*** Begin section ***

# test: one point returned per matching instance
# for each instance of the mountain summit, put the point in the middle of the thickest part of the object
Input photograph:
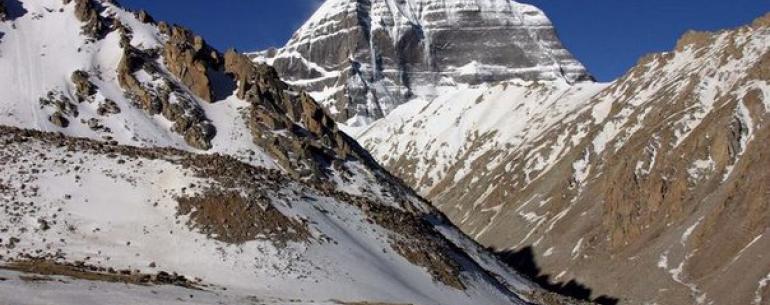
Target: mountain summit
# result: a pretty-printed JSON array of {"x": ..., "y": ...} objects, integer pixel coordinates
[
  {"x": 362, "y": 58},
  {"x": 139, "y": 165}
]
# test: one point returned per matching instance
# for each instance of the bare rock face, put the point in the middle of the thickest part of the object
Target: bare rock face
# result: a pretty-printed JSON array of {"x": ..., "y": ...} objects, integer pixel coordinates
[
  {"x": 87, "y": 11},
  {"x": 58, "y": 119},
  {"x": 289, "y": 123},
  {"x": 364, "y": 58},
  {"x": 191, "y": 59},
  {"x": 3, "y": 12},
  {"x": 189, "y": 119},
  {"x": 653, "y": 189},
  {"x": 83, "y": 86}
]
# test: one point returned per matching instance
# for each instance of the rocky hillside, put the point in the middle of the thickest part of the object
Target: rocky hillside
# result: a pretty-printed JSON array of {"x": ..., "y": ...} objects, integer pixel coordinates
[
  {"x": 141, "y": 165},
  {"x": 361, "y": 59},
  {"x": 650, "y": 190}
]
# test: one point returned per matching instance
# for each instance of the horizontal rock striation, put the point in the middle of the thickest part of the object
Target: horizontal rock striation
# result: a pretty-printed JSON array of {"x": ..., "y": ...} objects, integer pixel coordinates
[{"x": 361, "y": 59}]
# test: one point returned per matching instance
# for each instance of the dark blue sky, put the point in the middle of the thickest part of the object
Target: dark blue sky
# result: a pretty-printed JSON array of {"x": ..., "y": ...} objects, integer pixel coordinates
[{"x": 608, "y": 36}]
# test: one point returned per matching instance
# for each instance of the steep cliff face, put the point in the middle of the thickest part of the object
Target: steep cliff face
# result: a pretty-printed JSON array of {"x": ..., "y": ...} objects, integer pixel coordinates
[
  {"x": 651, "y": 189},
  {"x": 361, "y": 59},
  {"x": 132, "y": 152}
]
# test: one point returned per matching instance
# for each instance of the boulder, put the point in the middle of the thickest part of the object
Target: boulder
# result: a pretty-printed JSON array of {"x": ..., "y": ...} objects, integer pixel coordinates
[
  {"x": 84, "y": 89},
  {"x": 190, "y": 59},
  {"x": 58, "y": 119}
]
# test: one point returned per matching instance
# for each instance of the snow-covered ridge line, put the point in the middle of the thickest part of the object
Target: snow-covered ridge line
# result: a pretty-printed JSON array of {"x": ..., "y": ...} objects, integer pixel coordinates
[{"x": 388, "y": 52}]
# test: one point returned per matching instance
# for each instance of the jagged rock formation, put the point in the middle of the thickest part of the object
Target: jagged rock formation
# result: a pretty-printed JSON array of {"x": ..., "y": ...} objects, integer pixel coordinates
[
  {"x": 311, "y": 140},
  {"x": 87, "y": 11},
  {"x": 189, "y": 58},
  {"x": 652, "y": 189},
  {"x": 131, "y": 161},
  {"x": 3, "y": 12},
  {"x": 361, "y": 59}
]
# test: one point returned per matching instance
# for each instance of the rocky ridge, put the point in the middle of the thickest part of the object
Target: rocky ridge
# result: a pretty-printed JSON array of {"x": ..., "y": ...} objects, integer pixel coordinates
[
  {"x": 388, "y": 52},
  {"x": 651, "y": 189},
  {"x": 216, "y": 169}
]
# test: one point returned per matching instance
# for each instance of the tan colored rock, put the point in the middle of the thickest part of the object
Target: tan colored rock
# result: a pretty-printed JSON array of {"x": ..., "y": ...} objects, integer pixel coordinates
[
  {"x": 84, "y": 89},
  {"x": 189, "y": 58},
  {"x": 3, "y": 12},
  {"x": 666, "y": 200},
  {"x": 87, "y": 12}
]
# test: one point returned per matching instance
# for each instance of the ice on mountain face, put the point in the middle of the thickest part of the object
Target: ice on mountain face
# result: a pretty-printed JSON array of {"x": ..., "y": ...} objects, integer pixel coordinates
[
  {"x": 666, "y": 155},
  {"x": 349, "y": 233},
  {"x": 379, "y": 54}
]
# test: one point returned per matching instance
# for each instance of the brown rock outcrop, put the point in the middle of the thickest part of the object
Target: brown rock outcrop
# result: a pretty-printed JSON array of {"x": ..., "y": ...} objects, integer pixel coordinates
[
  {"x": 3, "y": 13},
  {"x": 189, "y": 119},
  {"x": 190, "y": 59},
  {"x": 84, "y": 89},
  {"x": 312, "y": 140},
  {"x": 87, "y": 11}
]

*** End section ***

**WHAT IS REQUIRED:** Only the pictures are to be left out; repeat everything else in the records above exactly.

**THE ANSWER:**
# test: one point returned per matching instance
# for each instance of the mountain summit, put the point in the middle of the thickest part of the object
Input photograph:
Target: mountain summit
# result: a pretty-printed JSON array of {"x": ..., "y": ...} objects, integer pixel coordinates
[
  {"x": 362, "y": 58},
  {"x": 139, "y": 165}
]
# test: one point returned per matching instance
# for each instance of the bare rock face, put the point in the middle of the thickest part of the object
Target: bare rock face
# result: a pretty-printed JSON array of {"x": ..., "y": ...} objects, integer pixel coordinates
[
  {"x": 87, "y": 11},
  {"x": 58, "y": 119},
  {"x": 289, "y": 123},
  {"x": 364, "y": 58},
  {"x": 191, "y": 59},
  {"x": 3, "y": 12},
  {"x": 189, "y": 119},
  {"x": 653, "y": 189},
  {"x": 83, "y": 86}
]
# test: one point returned per matching instance
# for each instance of the rocky hillside, put the point in the middle of the thickest part of the object
Target: rocky hillside
# result: a pretty-printed JSON array of {"x": ..., "y": ...} objects, integer pixel coordinates
[
  {"x": 141, "y": 165},
  {"x": 361, "y": 59},
  {"x": 650, "y": 190}
]
# test: one point returned per matching instance
# for each instance of the horizontal rock striation, put the point in the middle of the thickest part of the object
Target: horizontal rock striation
# result: a pretty-printed JSON array of {"x": ..., "y": ...} objects, integer pixel coordinates
[{"x": 361, "y": 59}]
# test: one point returned per matching instance
# for each instance of the dark blue sky, put the point in the middle of the thickest part of the object
Target: dark blue sky
# result: a pretty-printed JSON array of {"x": ..., "y": ...} objects, integer pixel coordinates
[{"x": 608, "y": 36}]
# test: one point returned per matching instance
# for each instance of the steep cliff face, put the point in the middle of the thickest part of the object
Target: steep cliff face
# result: a pretty-printed JSON array of {"x": ..., "y": ...} objects, integer pixel coordinates
[
  {"x": 651, "y": 189},
  {"x": 361, "y": 59},
  {"x": 132, "y": 152}
]
# test: one point returned per matching instance
# for each instance of the boulder, put the point in the middle of the thickest part of the object
Target: boulder
# result: a pretty-printed JSON array of {"x": ..., "y": ...} objects, integer pixel coordinates
[
  {"x": 84, "y": 89},
  {"x": 190, "y": 59},
  {"x": 58, "y": 119}
]
# test: one point returned per matching instance
# for each instance of the snow-covered ridge line, put the point in the middle of the thickest part of the object
Target: snow-covered ridge line
# result: a pretty-printed JSON array of {"x": ..., "y": ...} objects, integer pixel coordinates
[{"x": 388, "y": 52}]
# test: one point returned per matching instance
# for each instance of the jagged rock formation, put the point in the middle of the thickest part of the object
Target: jagged rock formation
# result: a pretty-printed JSON array of {"x": ..., "y": ...} objects, integer pixel coordinates
[
  {"x": 311, "y": 140},
  {"x": 87, "y": 11},
  {"x": 189, "y": 58},
  {"x": 652, "y": 189},
  {"x": 131, "y": 161},
  {"x": 3, "y": 12},
  {"x": 361, "y": 59}
]
# test: one point returned per matching instance
# for each instance of the rocky ridge, put the point in the middle of the thickest part of the object
Target: rocky ridge
# result: a pretty-printed JSON array of {"x": ..., "y": ...} objects, integer pixel coordinates
[
  {"x": 388, "y": 52},
  {"x": 651, "y": 189},
  {"x": 216, "y": 169}
]
# test: one point returned per matching instance
# for each instance of the tan colored rock, put the point in the middle of the thickest part of the object
Target: tan colored rock
# result: a pretty-printed JSON array of {"x": ..., "y": ...} objects, integer pixel coordinates
[
  {"x": 84, "y": 89},
  {"x": 189, "y": 58},
  {"x": 3, "y": 12},
  {"x": 666, "y": 200},
  {"x": 87, "y": 12}
]
# test: one point returned per matching instance
# for each instance of the ice on mountain face, put the point in the middle of the thickest part of the object
Target: ice on mountain face
# result: a pretty-printed JSON array of {"x": ..., "y": ...} objects, integer pixel coordinates
[
  {"x": 666, "y": 155},
  {"x": 349, "y": 233},
  {"x": 379, "y": 54}
]
# test: one point returned per matching instance
# for each instance of the brown rock outcrop, put the point in the middle of the thickest part of the object
Target: brown rock outcrop
# result: a pretty-printed JSON array of {"x": ..., "y": ...} objects, integer pixel coordinates
[
  {"x": 3, "y": 13},
  {"x": 189, "y": 119},
  {"x": 190, "y": 59},
  {"x": 84, "y": 89},
  {"x": 312, "y": 140},
  {"x": 87, "y": 11}
]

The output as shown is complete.